Down to the last line, restate the listing below exactly.

• Data records
= = = =

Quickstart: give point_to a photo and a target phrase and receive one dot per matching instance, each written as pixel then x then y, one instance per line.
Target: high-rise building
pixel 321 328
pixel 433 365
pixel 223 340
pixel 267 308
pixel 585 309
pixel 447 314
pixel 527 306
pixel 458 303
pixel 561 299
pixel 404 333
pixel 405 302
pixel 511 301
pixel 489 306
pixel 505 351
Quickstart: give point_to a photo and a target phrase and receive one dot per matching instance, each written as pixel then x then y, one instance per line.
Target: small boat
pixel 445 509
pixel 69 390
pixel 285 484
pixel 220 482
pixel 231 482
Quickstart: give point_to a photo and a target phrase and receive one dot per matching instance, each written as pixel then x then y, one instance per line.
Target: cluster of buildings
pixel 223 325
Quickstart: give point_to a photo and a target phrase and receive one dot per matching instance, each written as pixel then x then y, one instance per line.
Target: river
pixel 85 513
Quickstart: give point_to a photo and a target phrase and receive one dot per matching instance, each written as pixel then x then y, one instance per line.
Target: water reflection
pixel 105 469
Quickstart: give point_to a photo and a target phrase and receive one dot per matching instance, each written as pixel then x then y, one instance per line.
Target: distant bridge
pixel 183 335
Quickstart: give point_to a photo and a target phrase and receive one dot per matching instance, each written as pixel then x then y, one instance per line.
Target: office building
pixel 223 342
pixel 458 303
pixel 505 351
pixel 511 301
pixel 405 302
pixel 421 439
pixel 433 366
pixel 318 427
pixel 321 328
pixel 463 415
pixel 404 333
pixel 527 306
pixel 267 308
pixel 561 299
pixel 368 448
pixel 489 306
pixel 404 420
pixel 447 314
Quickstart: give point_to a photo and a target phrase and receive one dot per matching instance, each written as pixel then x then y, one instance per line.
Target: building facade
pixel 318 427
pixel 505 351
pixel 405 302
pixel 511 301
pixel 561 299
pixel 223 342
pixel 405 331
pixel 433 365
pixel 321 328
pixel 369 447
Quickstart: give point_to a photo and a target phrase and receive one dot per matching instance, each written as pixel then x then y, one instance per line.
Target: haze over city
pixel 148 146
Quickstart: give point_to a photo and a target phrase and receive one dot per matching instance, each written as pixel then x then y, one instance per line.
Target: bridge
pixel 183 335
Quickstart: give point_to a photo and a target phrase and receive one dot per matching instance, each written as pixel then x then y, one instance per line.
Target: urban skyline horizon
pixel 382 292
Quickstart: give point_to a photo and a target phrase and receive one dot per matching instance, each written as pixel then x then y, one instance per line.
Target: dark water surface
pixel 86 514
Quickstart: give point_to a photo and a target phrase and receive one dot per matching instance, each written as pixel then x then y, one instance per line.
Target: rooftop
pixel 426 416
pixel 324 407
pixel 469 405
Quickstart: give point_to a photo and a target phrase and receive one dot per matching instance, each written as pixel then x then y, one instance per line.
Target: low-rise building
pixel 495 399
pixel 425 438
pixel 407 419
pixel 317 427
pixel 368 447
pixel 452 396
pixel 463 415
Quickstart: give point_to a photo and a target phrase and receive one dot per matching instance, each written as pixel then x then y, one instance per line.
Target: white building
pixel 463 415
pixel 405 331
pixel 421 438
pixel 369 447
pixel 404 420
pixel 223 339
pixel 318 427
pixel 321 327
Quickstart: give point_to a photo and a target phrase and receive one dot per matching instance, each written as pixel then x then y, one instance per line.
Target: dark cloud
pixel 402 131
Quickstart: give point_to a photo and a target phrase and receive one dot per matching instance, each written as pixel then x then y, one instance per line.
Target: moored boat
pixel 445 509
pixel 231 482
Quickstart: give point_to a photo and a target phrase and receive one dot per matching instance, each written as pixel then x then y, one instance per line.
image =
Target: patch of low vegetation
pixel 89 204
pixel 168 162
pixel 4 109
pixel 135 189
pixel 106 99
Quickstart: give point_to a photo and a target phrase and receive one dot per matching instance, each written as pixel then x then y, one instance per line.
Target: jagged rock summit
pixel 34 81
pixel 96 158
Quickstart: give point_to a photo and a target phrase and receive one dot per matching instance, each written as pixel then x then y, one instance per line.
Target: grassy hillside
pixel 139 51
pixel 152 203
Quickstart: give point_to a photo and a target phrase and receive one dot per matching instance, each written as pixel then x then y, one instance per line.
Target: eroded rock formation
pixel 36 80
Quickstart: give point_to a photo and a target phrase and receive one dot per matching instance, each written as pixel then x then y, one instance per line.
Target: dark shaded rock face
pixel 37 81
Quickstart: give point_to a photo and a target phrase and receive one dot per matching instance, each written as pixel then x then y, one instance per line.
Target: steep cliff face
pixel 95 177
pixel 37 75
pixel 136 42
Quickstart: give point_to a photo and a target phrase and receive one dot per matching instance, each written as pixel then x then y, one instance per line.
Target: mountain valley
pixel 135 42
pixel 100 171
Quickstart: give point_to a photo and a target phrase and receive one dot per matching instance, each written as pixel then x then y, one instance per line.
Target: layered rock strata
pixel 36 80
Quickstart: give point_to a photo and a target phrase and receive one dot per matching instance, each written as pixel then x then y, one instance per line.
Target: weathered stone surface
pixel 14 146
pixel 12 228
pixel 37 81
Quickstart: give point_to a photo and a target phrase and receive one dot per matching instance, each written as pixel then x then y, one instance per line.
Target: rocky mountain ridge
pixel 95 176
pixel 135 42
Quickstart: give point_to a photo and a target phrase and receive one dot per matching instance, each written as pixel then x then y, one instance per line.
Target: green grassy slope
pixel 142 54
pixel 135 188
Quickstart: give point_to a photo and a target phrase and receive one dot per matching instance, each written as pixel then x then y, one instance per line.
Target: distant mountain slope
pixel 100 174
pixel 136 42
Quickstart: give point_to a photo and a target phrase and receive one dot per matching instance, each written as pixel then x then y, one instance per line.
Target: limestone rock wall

= = = =

• Response to the task
Quickstart: give point_to a photo and a target phrase and receive one dot per matching instance, each written as pixel then x then y, one instance per line.
Target: high-rise building
pixel 321 328
pixel 433 365
pixel 223 340
pixel 267 308
pixel 585 309
pixel 447 314
pixel 527 306
pixel 458 303
pixel 561 299
pixel 404 333
pixel 405 302
pixel 511 301
pixel 489 306
pixel 505 351
Quickstart: give point_to a photo and a target phrase and receive one dot per matching instance, each written as pixel then x then y, one instance per line.
Target: small boat
pixel 445 509
pixel 69 390
pixel 285 484
pixel 220 482
pixel 231 482
Quickstart: give point_to a photo and a target phrase and receive one dot per matching instance, each written as pixel then x then y, one instance per line.
Target: cluster of buildings
pixel 223 325
Quickstart: give point_to a photo and a target phrase and receive one dot per matching instance, each written as pixel then x then y, one instance per line.
Target: river
pixel 85 513
Quickstart: give point_to a photo and a target phrase and receive one dot per matching instance, each written as pixel then x then y, one instance per line.
Target: water reflection
pixel 105 469
Quickstart: give point_to a photo and a target phrase and receive one dot per matching instance, each written as pixel then x then y, one instance per line.
Target: distant bridge
pixel 183 335
Quickstart: give point_to a photo and a target phrase and receive one dot per matching instance, each written as pixel then x then y, one instance per line.
Target: office building
pixel 223 342
pixel 458 303
pixel 505 351
pixel 511 301
pixel 405 302
pixel 421 439
pixel 433 366
pixel 318 427
pixel 321 328
pixel 463 415
pixel 404 333
pixel 527 306
pixel 267 308
pixel 561 299
pixel 368 448
pixel 489 306
pixel 404 420
pixel 447 314
Quickstart: give point_to a photo and a target phrase and receive one dot per matching instance, each written as pixel then x then y, one instance per line.
Target: building facade
pixel 318 427
pixel 505 351
pixel 405 302
pixel 511 301
pixel 561 299
pixel 223 342
pixel 405 331
pixel 433 365
pixel 321 328
pixel 369 447
Quickstart: give point_to a photo and a target phrase and receive one dot per matching instance, each written as pixel then x then y, one instance per line.
Target: haze over city
pixel 148 146
Quickstart: give point_to a photo and a target phrase and receive one dot per matching instance, each written as pixel then x then y, one instance per line.
Target: bridge
pixel 183 335
Quickstart: give point_to a photo and a target phrase and receive one dot per matching instance, each written as pixel then x then y, one instance per line.
Target: urban skyline horizon
pixel 382 292
Quickstart: give point_to a photo and a target phrase and receive one dot per matching instance, each written as pixel then x then y, one instance per line.
Target: dark water surface
pixel 86 514
Quickstart: give point_to a photo and a target phrase and receive one dot per matching instance, each written as pixel then x then y, one instance per line.
Target: rooftop
pixel 426 416
pixel 324 407
pixel 469 405
Quickstart: give point_to a photo and a target phrase and receive one dot per matching instance, each written as pixel then x then y, one instance per line.
Target: low-rise building
pixel 495 399
pixel 425 438
pixel 407 419
pixel 317 427
pixel 368 447
pixel 452 396
pixel 463 415
Quickstart: give point_to a photo and a target phrase and receive one dot per matching instance, each written as pixel then x then y, one instance per line.
Target: white building
pixel 463 415
pixel 405 331
pixel 421 438
pixel 369 447
pixel 404 420
pixel 223 339
pixel 318 427
pixel 321 327
Quickstart: give point_to a photo and a target phrase and receive one dot per matching instance, each written as pixel then x then y, one instance per line.
Target: dark cloud
pixel 402 131
Quickstart: give point_to a photo and a target phrase and receive one dot per matching instance, each written as pixel then x then y, one instance per line.
Target: moored boat
pixel 445 509
pixel 231 482
Quickstart: give point_to a photo and a target phrase and receive one dot per matching instance, each written as pixel then x then y, one instance per line.
image =
Target: patch of low vegetation
pixel 89 204
pixel 168 162
pixel 4 109
pixel 135 189
pixel 106 99
Quickstart: give point_to a photo and a target phrase and receive one dot per matching instance, each written as pixel then x then y, one instance per line.
Target: jagged rock summit
pixel 34 81
pixel 96 158
Quickstart: give point_to a photo and a target phrase and receive one dot per matching instance, each written as pixel then x then y, one instance per line.
Target: grassy hillside
pixel 139 51
pixel 152 203
Quickstart: give point_to a photo and a target phrase and receive one dot per matching instance, each written as pixel then x then y, one instance per line.
Target: eroded rock formation
pixel 36 80
Quickstart: give point_to a photo and a target phrase and receive one dot per matching instance, each written as pixel then x then y, one instance per line.
Target: dark shaded rock face
pixel 37 81
Quickstart: give point_to a photo and a target phrase and receive one dot per matching instance, each written as pixel then x then y, one instance per line.
Target: steep cliff face
pixel 95 177
pixel 37 75
pixel 136 42
Quickstart: give point_to a photo and a target phrase and receive one dot per matching instance, each written as pixel then x then y, one instance per line.
Target: mountain valley
pixel 135 42
pixel 100 171
Quickstart: give point_to a photo and a target phrase and receive one dot per matching instance, each written as pixel then x then y, one instance per line.
Target: layered rock strata
pixel 36 80
Quickstart: give point_to a photo and a target phrase and receive one dot per matching instance, each written as pixel then x then y, one instance per line.
Target: weathered stone surface
pixel 14 146
pixel 12 228
pixel 37 81
Quickstart: give point_to a photo and a target phrase and receive one dot per matching instance, each written as pixel then x then y, one instance per line.
Target: rocky mountain ridge
pixel 95 176
pixel 135 42
Quickstart: give point_to a photo and a target phrase and receive one dot per matching instance, each written as pixel then x then y, one instance per line.
Target: green grassy slope
pixel 142 54
pixel 135 188
Quickstart: give point_to a photo and a target phrase and receive one dot per matching instance, each written as pixel then x then y, one instance per line.
Target: distant mountain slope
pixel 100 174
pixel 136 42
Quickstart: give point_to a photo and a target phrase and receive one dot per matching instance, each written as pixel then x then y, one instance per line.
Target: limestone rock wall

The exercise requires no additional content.